__TESTO FORNITO__:
•••

Il bivio di Meloni sull'immigrazione: seguire il trucismo o rottamarlo?

Claudio Cerasa

La mediocre informativa del ministro PIantedosi ha riproposto uno dei temi più complicati da maneggiare per la cultura sovranista: la gestione dei flussi migratori. Ci sono solo due alternative per la premier

La mediocre informativa consegnata ieri alle Camere dal ministro dell’Interno Matteo Piantedosi – che in un lungo e appassionato intervento a difesa dell’operato del governo non è riuscito a offrire una risposta chiara all’unica domanda cruciale sulla tragedia di Cutro, ovverosia per quale ragione in quella notte maledetta si è scelto di considerare l’arrivo di un’imbarcazione carica di migranti in un mare prossimo alla tempesta come un evento da trattare con la logica della protezione dei confini e non con la logica della protezione delle vite umane – conferma che di fronte al presidente del Consiglio, Giorgia Meloni, c’è un bivio importante sul tema della gestione di una parola complicata da maneggiare per la cultura sovranista: l’immigrazione. Di fronte a questo bivio, ci sono due strade.

•••

__DATI MOSTRATI__:
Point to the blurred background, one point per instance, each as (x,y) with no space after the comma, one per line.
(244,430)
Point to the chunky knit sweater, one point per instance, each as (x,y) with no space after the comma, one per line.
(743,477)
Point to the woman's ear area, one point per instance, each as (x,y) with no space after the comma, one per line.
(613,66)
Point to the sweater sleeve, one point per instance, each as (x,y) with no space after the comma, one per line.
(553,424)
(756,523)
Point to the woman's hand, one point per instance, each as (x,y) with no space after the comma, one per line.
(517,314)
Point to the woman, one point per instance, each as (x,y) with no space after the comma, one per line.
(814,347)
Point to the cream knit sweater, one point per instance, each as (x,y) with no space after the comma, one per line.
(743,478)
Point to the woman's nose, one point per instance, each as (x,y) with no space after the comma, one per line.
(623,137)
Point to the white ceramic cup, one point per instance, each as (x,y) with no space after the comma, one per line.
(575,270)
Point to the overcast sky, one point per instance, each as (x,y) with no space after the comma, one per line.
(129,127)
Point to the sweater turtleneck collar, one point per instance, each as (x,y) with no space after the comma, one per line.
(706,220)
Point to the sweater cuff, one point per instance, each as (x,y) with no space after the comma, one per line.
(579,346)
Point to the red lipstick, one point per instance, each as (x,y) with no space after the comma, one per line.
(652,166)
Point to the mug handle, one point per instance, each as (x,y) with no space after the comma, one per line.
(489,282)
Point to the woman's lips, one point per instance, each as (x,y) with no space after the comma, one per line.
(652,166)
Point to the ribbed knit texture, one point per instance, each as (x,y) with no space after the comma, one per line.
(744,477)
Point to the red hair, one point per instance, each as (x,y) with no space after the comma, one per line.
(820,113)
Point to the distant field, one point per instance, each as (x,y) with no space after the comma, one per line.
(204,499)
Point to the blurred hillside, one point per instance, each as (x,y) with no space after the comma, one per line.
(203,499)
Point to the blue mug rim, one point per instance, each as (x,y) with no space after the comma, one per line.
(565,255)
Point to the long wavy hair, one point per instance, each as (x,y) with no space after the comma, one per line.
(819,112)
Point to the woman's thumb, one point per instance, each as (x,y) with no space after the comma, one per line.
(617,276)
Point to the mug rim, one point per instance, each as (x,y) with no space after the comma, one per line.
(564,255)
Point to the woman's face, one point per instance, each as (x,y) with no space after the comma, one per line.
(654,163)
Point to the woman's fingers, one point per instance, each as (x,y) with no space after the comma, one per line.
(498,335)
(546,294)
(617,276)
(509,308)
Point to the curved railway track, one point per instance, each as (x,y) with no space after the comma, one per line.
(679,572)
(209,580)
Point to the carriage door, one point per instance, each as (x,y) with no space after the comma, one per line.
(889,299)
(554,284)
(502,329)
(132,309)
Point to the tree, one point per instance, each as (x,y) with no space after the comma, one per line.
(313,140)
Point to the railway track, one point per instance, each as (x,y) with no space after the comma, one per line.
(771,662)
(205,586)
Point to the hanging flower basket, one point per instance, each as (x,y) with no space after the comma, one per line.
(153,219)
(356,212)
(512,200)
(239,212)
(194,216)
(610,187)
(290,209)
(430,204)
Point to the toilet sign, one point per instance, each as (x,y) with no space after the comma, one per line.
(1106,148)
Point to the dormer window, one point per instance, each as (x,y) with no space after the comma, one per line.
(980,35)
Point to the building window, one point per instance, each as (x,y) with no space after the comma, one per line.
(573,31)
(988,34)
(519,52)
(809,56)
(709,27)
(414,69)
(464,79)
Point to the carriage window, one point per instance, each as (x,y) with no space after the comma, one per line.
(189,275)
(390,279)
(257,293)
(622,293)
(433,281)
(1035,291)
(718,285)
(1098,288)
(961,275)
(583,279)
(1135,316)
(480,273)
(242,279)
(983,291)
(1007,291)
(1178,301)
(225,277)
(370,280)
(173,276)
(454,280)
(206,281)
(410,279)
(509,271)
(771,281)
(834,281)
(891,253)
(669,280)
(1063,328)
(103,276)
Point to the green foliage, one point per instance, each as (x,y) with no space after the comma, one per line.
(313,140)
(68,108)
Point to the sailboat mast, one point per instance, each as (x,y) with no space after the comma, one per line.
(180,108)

•••

__IL TUO COMPITO__: Prosegui l'articolo sul bivio di Meloni in materia di immigrazione, riprendendo subito dopo l'ultima frase del testo fornito. Le voci qui riportate provengono da una fonte diversa.

__RISPOSTA AL COMPITO__:
La prima è quella che ha scelto di seguire negli ultimi giorni la Lega, e di riflesso anche il ministro dell’Interno, ed è quella di rivendicare una linea di condotta che ha una sua coerenza: non arretrare sulla difesa della linea dura, non smettere di demonizzare le ong, non arretrare sulla scelta di ricercare sull’immigrazione risposte più nazionali che europee e non avere problemi a considerare ogni imbarcazione che si avvicina all’Italia come una potenziale fonte di pericolo. La seconda strada è quella che in questi giorni ha cercato timidamente di mettere in campo la presidente del Consiglio, Giorgia Meloni, ed è una strada che mostra una consapevolezza nuova da parte del capo del governo: non insistere con la politica del blocco navale, non avere paura a maneggiare la parola solidarietà, non demonizzare i migranti che arrivano in Italia e comprendere a poco a poco che l’unica possibilità concreta che ha l’Italia di gestire l’immigrazione ha a che fare più con le politiche europee che con quelle nazionali.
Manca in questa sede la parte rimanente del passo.